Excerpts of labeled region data
══════
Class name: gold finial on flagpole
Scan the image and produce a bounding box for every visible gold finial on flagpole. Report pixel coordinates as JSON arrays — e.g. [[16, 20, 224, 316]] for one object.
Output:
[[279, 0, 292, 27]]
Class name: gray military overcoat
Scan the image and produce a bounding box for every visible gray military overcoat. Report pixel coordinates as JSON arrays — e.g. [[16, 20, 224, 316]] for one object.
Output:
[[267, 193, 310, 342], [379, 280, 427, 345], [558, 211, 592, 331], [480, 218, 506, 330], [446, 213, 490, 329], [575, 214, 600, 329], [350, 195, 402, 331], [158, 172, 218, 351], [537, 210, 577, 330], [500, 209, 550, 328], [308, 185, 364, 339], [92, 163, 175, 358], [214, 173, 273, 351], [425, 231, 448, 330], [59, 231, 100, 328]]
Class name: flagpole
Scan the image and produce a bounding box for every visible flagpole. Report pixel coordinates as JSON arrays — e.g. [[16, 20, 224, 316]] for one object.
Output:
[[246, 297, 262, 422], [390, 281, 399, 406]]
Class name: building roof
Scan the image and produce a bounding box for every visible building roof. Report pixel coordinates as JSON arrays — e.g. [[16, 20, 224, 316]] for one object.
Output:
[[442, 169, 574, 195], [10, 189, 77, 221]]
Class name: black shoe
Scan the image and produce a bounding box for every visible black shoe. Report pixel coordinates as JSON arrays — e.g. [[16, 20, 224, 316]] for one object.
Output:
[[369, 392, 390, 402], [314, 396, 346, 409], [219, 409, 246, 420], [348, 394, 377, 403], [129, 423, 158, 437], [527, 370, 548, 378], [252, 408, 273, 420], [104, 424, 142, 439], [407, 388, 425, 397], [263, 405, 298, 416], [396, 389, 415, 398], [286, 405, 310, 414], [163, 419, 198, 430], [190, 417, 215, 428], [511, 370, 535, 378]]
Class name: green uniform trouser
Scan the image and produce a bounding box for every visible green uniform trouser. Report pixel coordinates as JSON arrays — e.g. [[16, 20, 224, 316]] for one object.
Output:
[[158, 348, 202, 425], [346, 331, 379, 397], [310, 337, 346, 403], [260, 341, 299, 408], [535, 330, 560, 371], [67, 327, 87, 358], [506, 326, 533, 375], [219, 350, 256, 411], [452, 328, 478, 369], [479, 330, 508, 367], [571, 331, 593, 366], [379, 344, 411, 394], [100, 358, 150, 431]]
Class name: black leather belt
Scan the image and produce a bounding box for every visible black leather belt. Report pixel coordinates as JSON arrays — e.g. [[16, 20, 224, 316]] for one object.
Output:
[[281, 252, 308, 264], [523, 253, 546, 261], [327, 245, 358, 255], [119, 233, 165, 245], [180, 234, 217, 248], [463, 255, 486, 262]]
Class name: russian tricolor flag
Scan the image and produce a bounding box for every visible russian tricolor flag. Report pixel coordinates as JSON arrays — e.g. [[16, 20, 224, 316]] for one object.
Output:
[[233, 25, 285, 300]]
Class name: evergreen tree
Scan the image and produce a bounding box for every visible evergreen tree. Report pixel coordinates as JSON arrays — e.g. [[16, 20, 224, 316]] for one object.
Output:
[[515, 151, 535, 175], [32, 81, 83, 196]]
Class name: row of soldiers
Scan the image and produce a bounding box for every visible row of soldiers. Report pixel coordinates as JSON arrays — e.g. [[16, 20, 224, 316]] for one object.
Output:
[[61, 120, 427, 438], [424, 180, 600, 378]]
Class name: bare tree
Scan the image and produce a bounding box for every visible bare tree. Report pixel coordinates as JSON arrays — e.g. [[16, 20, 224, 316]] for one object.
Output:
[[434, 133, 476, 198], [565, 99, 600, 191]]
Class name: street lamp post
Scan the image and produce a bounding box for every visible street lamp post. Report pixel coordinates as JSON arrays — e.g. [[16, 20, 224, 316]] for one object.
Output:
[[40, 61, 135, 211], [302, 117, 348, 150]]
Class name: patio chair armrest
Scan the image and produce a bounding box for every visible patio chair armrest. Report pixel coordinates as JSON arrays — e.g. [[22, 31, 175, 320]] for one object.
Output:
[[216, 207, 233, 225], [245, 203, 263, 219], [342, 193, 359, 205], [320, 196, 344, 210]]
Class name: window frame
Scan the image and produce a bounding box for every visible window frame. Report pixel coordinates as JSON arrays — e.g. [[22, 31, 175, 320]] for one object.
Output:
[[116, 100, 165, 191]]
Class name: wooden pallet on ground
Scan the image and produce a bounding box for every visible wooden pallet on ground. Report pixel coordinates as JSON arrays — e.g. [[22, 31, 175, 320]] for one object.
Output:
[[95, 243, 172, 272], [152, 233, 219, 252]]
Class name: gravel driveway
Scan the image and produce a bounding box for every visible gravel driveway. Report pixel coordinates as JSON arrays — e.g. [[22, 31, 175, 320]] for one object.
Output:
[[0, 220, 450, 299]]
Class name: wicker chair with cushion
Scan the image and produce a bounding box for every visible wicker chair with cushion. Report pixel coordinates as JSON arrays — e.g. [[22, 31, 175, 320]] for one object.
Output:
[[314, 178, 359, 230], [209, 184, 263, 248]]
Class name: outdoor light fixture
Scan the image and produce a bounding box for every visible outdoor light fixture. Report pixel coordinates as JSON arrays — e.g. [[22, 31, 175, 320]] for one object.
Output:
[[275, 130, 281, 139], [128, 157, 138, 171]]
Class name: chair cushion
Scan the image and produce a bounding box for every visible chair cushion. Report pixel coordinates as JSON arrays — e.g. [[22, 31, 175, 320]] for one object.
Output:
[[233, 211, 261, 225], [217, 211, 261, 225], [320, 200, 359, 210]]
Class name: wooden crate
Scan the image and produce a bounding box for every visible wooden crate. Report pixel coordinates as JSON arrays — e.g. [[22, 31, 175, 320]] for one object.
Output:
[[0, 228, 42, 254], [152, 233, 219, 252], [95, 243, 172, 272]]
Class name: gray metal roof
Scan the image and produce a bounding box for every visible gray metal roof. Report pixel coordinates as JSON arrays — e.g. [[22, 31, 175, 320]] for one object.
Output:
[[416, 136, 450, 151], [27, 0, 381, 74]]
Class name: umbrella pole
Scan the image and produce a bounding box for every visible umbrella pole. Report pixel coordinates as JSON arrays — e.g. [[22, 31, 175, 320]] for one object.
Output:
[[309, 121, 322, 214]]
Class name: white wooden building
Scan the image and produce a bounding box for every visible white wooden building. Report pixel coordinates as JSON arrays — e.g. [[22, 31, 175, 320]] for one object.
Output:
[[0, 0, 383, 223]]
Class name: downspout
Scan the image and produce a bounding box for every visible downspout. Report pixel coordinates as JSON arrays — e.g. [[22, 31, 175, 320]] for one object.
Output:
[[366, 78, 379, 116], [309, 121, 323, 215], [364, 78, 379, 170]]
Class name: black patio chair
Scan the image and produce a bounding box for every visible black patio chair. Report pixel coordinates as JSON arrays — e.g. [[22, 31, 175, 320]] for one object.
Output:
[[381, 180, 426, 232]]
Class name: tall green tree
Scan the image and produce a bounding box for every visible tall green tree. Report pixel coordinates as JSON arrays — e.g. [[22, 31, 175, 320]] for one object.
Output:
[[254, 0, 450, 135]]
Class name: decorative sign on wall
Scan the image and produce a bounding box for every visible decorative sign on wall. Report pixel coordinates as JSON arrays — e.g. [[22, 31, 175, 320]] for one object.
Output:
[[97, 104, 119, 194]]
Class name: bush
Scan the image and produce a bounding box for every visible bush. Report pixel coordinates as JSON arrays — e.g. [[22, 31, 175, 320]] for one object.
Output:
══════
• WHAT TO WORK ON: Turn all of the items above into a numbered list, leaving out any blank lines.

• OUTPUT:
1. Class name: gold finial on flagpole
2. Scan the image and produce a bounding box for every visible gold finial on flagpole. Report pixel coordinates as JSON arrays — e.g. [[16, 20, 224, 316]] for one object.
3. Output:
4. [[279, 0, 292, 27]]
5. Class name: gray military overcoat
6. Scan the image and produce a bounding box for every visible gray military overcoat. Report pixel coordinates as JSON arrays — e.g. [[16, 20, 224, 316]] for one object.
7. Output:
8. [[267, 193, 310, 342], [379, 280, 427, 345], [558, 211, 592, 331], [480, 218, 506, 330], [446, 213, 490, 329], [575, 214, 600, 329], [350, 195, 402, 331], [158, 172, 218, 351], [537, 210, 577, 330], [500, 209, 550, 328], [308, 185, 364, 339], [92, 163, 175, 358], [214, 173, 273, 351], [425, 231, 448, 330], [59, 231, 100, 328]]
9. Class name: flagpole
10. Scan the image and produce a bounding box for every visible flagpole. Report pixel coordinates as JSON arrays — e.g. [[16, 20, 224, 316]] for one object.
11. Output:
12. [[246, 297, 262, 422], [390, 281, 399, 406]]
13. Class name: building roof
14. Scan the image and produce a bounding box for every visible building roof. Report pixel coordinates as JSON arrays — e.g. [[16, 20, 224, 316]] for one object.
15. Output:
16. [[442, 169, 574, 195], [10, 189, 77, 221]]
17. Class name: black shoe
18. Scan the image and produce a bounding box for every visible black shoe. Report pixel coordinates as JSON arrays — e.g. [[16, 20, 224, 316]] for one object.
19. Output:
20. [[369, 392, 390, 402], [314, 396, 346, 409], [219, 409, 246, 420], [348, 394, 377, 403], [129, 423, 158, 437], [527, 370, 548, 378], [252, 408, 273, 420], [104, 424, 142, 439], [407, 388, 425, 397], [263, 405, 298, 416], [396, 389, 415, 398], [286, 405, 310, 414], [163, 419, 198, 430], [190, 417, 215, 428], [511, 370, 535, 378]]
21. Class name: green uniform trouser
22. Scan the image and produce a bounding box for every visible green uniform trouser. Report pixel coordinates as JSON arrays — e.g. [[16, 20, 224, 316]] for one object.
23. Output:
24. [[158, 348, 202, 425], [346, 331, 379, 397], [310, 337, 346, 403], [260, 341, 299, 408], [535, 330, 560, 371], [67, 327, 87, 358], [506, 326, 533, 375], [219, 350, 256, 411], [452, 328, 478, 369], [479, 330, 508, 367], [571, 331, 593, 366], [379, 344, 411, 394], [100, 358, 150, 431]]
25. Class name: black leather belt
26. Scan the image and produce a bounding box for every visible black leather belt. Report pixel coordinates as JSON arrays — e.g. [[16, 20, 224, 316]] for one object.
27. Output:
28. [[281, 252, 308, 264], [523, 253, 546, 261], [327, 245, 358, 255], [119, 233, 165, 245], [180, 234, 217, 248], [463, 255, 486, 262]]
29. Class name: russian tricolor flag
30. Scan the image and produce a bounding box for every visible russian tricolor flag. Report pixel coordinates as JSON arrays — e.g. [[16, 20, 224, 316]] for one object.
31. Output:
32. [[233, 25, 285, 300]]
33. Class name: evergreen tree
34. Scan the image and produce a bounding box for every visible evergreen tree. Report pixel coordinates as JSON arrays — e.g. [[16, 20, 224, 316]] for one object.
35. Output:
36. [[515, 151, 535, 175], [32, 81, 83, 196]]
37. Class name: row of soldiers
38. Scan the image and produce a bounding box for every visible row of soldiers. Report pixel coordinates as JSON arrays — e.g. [[16, 20, 224, 316]] for one object.
39. Output:
40. [[61, 120, 427, 438], [424, 180, 600, 378]]
41. Class name: bare tree
42. Scan the image and produce a bounding box for every visible bare tree. Report pixel coordinates as JSON arrays — e.g. [[16, 20, 224, 316]] for one object.
43. Output:
44. [[434, 133, 476, 198], [565, 99, 600, 191]]
45. Class name: street lamp post
46. Scan the image and produce a bounding box for every visible street lamp post. Report pixel coordinates as JSON arrays — e.g. [[16, 20, 224, 316]] for one object.
47. Output:
48. [[40, 61, 135, 211], [302, 117, 348, 150]]
49. Class name: patio chair armrest
50. Scan the image and produce a bounding box for every visible patio chair armrest. Report pixel coordinates as JSON arrays — e.g. [[22, 31, 175, 320]] for one object.
51. Output:
52. [[216, 207, 233, 225], [245, 203, 263, 219], [342, 193, 359, 205], [320, 196, 344, 210]]
53. Class name: window frame
54. Scan the image and produce a bounding box for every visible window frame. Report pixel coordinates as JSON arrays — e.g. [[22, 31, 175, 320]] for one object.
55. Output:
56. [[116, 100, 165, 191]]
57. Class name: wooden pallet on ground
58. Scan the image and produce a bounding box for every visible wooden pallet on ground. Report pixel coordinates as JSON arrays — e.g. [[22, 31, 175, 320]] for one object.
59. Output:
60. [[95, 243, 172, 272], [152, 233, 219, 252]]
61. Class name: gravel driveway
62. Scan the image and produce a bounding box for every visible gravel driveway. Report pixel coordinates as JSON arrays — e.g. [[22, 31, 175, 320]] for one object.
63. Output:
64. [[0, 220, 450, 299]]
65. Class name: wicker chair with cushion
66. Scan the image and produce a bounding box for every visible wicker chair with cushion. Report pixel coordinates as JSON arrays — e.g. [[22, 31, 175, 320]] for one object.
67. Output:
68. [[314, 178, 359, 230], [209, 184, 263, 248]]
69. Class name: outdoor light fixture
70. Scan the image and produce a bounding box for every visible outdoor light fixture. Report pixel coordinates as JSON arrays — e.g. [[22, 31, 175, 320]] for one object.
71. Output:
72. [[275, 130, 281, 139], [128, 157, 138, 171]]
73. Class name: chair cushion
74. Scan the image and produce a bounding box for every visible chair cushion. Report pixel coordinates as JSON arrays — e.g. [[22, 31, 175, 320]] for one object.
75. Output:
76. [[233, 211, 261, 225], [217, 211, 261, 225], [320, 200, 359, 210]]
77. Class name: wooden crate
78. Scan the image and produce a bounding box for every visible wooden crate. Report pixel coordinates as JSON arrays — e.g. [[22, 31, 175, 320]] for one object.
79. Output:
80. [[0, 228, 42, 254], [152, 233, 219, 252], [95, 243, 172, 272]]
81. Class name: gray metal roof
82. Scan the image and produce a bounding box for every visible gray metal roof. Report pixel coordinates as JSON arrays — e.g. [[22, 31, 175, 320]] for one object.
83. Output:
84. [[416, 136, 450, 151], [27, 0, 381, 74]]
85. Class name: umbrella pole
86. Scan the image and produce a bounding box for every visible umbrella pole. Report pixel coordinates as JSON arrays — e.g. [[22, 31, 175, 320]] for one object.
87. Output:
88. [[309, 121, 322, 214]]
89. Class name: white wooden building
90. Scan the image and produce a bounding box for every visible white wooden building. Report pixel coordinates as JSON arrays — e.g. [[22, 31, 175, 320]] for one object.
91. Output:
92. [[0, 0, 383, 223]]
93. Class name: downspout
94. Scan the image and produce a bounding box for every visible downspout. Report pixel coordinates as JSON arrays — e.g. [[22, 31, 175, 320]] for one object.
95. Output:
96. [[366, 78, 379, 116], [309, 121, 323, 215], [364, 78, 379, 170]]
97. Class name: black patio chair
98. Scan the image and produce a bounding box for every visible black patio chair. Report pixel coordinates as JSON arrays — e.g. [[22, 31, 175, 320]] for one object.
99. Output:
100. [[381, 180, 426, 232]]
101. Class name: tall green tree
102. Scan the image and produce a bounding box for every visible tall green tree. Report pixel coordinates as JSON arrays — e.g. [[22, 31, 175, 320]] for one object.
103. Output:
104. [[254, 0, 450, 135]]
105. Class name: decorative sign on wall
106. Scan the image and produce a bounding box for every visible decorative sign on wall. Report pixel coordinates as JSON arrays — e.g. [[22, 31, 175, 320]] for one object.
107. Output:
108. [[97, 104, 119, 194]]
109. Class name: bush
110. Scan the image and produce a bounding box for every visible bush. Report pixel coordinates as JSON arrays — e.g. [[22, 31, 175, 320]] for one object.
111. Output:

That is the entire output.